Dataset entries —

****

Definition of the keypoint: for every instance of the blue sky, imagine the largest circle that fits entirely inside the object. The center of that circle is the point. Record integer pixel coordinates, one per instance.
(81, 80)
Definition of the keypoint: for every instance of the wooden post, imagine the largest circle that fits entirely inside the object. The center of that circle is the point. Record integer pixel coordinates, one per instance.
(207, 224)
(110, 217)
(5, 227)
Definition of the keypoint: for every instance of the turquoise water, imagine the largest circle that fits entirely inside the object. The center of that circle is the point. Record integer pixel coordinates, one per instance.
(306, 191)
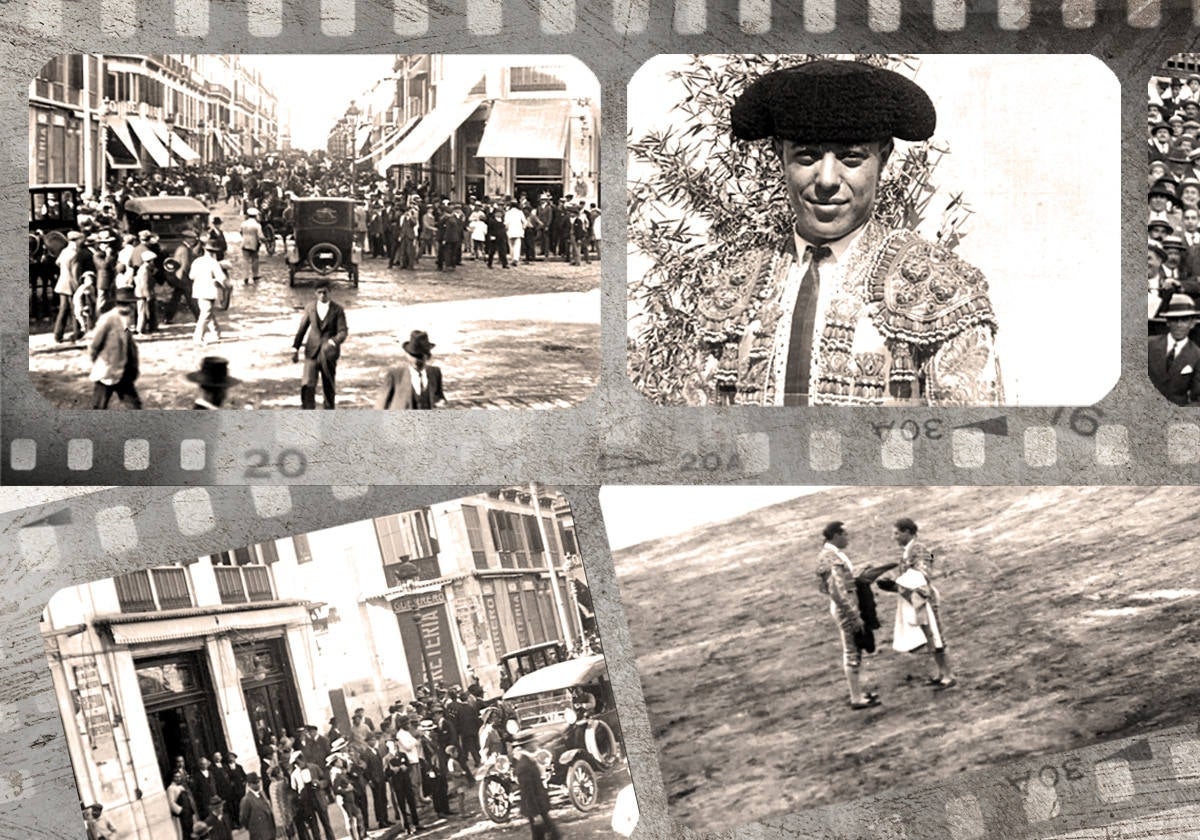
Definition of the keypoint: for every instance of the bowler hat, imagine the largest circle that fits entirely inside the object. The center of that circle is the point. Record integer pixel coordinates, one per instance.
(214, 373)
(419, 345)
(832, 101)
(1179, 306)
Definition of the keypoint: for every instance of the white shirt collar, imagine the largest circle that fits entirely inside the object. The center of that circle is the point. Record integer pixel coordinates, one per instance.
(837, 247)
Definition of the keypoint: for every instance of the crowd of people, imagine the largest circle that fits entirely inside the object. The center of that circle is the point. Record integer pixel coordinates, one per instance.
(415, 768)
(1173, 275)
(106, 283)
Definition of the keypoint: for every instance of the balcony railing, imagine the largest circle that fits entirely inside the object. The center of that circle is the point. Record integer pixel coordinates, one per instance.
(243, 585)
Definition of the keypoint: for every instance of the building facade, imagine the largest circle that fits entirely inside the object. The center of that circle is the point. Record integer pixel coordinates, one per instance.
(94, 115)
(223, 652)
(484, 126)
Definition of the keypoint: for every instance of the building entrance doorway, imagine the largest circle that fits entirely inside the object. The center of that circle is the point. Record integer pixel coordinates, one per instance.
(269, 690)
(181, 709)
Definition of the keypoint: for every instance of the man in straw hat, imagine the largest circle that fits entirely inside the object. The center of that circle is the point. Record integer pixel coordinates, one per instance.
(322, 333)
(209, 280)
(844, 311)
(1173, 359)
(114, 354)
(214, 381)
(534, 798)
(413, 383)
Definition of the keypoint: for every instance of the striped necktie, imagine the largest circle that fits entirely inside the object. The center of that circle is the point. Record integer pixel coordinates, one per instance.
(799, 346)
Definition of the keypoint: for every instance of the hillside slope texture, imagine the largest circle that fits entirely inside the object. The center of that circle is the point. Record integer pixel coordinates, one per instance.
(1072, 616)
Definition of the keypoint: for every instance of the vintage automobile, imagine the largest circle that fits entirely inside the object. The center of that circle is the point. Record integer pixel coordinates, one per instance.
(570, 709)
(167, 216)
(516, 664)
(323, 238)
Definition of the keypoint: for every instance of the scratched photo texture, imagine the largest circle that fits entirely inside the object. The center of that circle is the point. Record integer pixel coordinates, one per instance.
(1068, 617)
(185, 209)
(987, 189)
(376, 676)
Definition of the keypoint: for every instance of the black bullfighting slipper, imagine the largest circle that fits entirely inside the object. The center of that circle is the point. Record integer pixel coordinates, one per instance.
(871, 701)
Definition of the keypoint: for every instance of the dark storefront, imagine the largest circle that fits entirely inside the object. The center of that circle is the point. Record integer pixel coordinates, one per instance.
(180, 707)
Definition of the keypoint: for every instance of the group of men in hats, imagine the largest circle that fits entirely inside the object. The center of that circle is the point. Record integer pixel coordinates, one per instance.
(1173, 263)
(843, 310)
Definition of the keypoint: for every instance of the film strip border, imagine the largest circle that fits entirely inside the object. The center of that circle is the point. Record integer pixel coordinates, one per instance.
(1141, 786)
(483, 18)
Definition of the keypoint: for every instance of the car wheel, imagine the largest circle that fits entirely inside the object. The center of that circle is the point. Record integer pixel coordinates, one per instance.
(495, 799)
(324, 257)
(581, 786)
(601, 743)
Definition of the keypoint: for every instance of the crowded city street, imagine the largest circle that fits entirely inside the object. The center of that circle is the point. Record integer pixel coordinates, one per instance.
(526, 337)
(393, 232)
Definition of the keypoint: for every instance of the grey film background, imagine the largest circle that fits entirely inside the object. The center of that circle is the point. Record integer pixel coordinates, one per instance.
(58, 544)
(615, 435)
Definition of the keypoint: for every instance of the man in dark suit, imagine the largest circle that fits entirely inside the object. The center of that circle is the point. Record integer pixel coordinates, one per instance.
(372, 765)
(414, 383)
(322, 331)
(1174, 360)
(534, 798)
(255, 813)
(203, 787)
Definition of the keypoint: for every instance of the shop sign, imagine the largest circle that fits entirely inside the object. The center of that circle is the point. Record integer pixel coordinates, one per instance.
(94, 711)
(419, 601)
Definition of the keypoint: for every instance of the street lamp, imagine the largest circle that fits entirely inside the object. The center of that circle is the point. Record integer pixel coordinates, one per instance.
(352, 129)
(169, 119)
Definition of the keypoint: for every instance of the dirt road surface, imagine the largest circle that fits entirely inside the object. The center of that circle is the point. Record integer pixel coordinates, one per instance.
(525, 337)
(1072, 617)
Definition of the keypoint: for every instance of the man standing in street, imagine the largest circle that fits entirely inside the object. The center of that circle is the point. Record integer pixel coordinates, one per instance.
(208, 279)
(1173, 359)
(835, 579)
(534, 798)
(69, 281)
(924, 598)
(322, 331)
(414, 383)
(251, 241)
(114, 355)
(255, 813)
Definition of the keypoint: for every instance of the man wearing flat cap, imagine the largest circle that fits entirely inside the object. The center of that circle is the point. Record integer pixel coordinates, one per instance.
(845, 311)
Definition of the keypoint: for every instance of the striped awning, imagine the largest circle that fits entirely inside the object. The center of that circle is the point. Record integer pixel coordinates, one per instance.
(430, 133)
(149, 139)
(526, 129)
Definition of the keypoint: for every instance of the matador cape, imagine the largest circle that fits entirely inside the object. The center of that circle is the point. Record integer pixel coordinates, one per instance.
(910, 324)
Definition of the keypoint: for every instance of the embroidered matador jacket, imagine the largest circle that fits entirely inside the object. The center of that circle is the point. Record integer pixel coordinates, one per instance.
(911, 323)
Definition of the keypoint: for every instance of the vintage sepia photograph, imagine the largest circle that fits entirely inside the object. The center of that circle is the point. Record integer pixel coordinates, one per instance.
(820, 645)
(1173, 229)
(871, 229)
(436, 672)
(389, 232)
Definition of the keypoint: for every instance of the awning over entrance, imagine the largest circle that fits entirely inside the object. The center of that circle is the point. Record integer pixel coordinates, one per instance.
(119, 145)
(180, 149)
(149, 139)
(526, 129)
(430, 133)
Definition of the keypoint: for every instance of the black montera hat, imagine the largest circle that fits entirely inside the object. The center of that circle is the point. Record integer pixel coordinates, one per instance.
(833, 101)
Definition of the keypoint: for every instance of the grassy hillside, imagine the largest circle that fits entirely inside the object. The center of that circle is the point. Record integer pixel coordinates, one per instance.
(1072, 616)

****

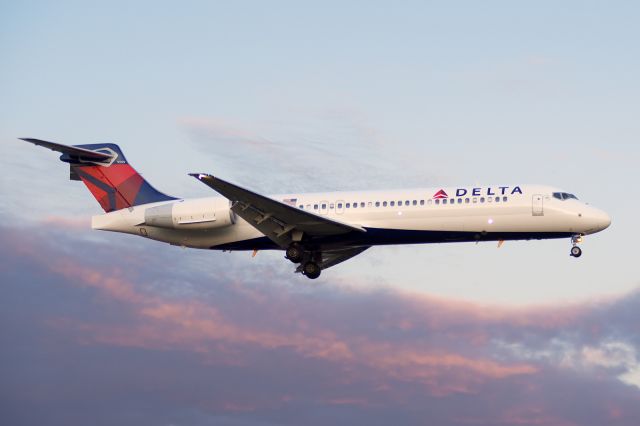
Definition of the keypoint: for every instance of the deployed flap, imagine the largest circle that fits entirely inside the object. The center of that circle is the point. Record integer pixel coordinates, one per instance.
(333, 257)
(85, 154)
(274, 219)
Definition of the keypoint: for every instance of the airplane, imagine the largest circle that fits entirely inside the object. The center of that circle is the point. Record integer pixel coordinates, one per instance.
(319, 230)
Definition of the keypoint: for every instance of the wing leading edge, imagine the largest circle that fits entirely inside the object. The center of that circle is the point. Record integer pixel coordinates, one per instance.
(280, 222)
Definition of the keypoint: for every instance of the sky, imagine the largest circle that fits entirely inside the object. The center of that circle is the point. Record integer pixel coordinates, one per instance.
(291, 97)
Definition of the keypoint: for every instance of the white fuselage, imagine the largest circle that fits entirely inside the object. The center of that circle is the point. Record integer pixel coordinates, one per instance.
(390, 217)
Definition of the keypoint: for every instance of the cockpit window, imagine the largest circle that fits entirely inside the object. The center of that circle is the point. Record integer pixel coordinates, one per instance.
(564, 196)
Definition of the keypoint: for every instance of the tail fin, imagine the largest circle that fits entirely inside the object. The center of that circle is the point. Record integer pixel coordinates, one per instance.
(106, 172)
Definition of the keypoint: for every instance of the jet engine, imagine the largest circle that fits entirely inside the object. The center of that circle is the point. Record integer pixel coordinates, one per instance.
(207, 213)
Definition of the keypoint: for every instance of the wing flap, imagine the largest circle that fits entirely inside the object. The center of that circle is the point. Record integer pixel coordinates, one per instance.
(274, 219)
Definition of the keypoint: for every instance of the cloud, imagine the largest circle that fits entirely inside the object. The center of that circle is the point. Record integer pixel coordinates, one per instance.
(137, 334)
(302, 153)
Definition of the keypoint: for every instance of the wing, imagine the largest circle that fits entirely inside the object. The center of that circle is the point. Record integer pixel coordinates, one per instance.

****

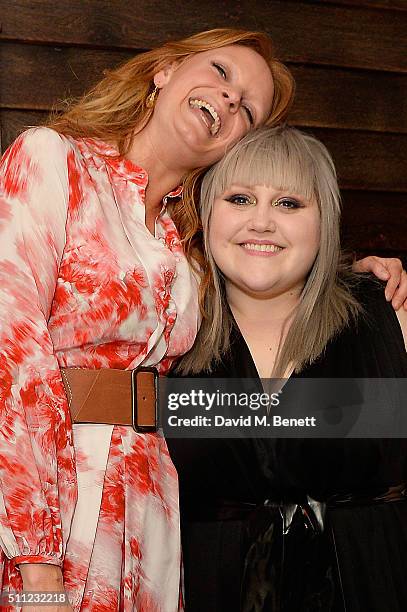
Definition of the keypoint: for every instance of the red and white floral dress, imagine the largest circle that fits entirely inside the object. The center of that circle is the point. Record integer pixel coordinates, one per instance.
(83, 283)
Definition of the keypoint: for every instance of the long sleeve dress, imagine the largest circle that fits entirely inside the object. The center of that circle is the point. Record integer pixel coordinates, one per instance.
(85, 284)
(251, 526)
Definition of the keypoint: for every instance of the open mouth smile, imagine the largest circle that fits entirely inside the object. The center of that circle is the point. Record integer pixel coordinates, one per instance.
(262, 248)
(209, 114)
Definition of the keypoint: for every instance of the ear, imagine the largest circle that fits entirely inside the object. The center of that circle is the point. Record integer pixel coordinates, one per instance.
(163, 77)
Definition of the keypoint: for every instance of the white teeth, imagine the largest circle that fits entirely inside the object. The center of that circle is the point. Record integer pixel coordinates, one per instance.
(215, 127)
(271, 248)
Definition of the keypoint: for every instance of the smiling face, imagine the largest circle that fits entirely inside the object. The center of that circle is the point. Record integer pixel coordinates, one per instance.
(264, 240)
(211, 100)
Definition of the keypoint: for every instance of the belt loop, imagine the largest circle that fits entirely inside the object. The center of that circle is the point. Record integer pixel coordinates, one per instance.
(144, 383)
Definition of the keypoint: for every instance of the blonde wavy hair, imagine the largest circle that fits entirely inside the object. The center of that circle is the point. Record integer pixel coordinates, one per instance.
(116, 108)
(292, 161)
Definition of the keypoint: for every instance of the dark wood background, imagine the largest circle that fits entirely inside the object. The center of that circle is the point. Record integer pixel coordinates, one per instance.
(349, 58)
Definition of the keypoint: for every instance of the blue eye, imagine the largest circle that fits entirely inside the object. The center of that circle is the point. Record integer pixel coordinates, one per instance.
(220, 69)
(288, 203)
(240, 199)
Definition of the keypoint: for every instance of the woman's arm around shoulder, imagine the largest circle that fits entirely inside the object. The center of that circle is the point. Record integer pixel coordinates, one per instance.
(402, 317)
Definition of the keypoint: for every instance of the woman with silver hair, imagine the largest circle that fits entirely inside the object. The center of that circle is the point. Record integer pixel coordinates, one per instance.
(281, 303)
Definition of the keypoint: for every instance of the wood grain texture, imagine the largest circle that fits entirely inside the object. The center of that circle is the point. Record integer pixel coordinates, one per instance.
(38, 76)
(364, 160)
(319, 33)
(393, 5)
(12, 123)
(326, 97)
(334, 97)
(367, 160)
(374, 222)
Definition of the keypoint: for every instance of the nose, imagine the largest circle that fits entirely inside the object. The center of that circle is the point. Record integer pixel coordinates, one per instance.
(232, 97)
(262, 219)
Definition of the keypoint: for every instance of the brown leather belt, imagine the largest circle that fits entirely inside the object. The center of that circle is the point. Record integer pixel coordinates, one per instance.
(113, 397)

****

Challenge — Copy the rows word for word, starting at the line that contains "blue sky, imagine" and ending at the line that contains "(1179, 306)". Do not include the pictures.

Written solution —
Definition of the keypoint: for every instance of the blue sky, imagine the largest circle that fits entirely inside the object. The center of that circle is the point. Record integer pixel coordinates, one per instance.
(81, 80)
Definition of the keypoint: for every instance of the wooden post, imagine the largest circle that fits entirely inside the object. The center of that circle is the point. Record integer pixel coordinates, one per instance.
(207, 224)
(110, 217)
(5, 227)
Definition of the keypoint: for every instance of the turquoise water, imagine the largest circle that fits entirely inside the object. The center of that circle is the point. Record integer pixel coordinates, one per instance.
(306, 191)
Definition of the keypoint: for every instance of the bowler hat, imagine the largest circle that fits entirely inside the object. The center of that circle is the point. Record integer pixel coordinates, one per instance.
(214, 373)
(419, 345)
(832, 101)
(1179, 306)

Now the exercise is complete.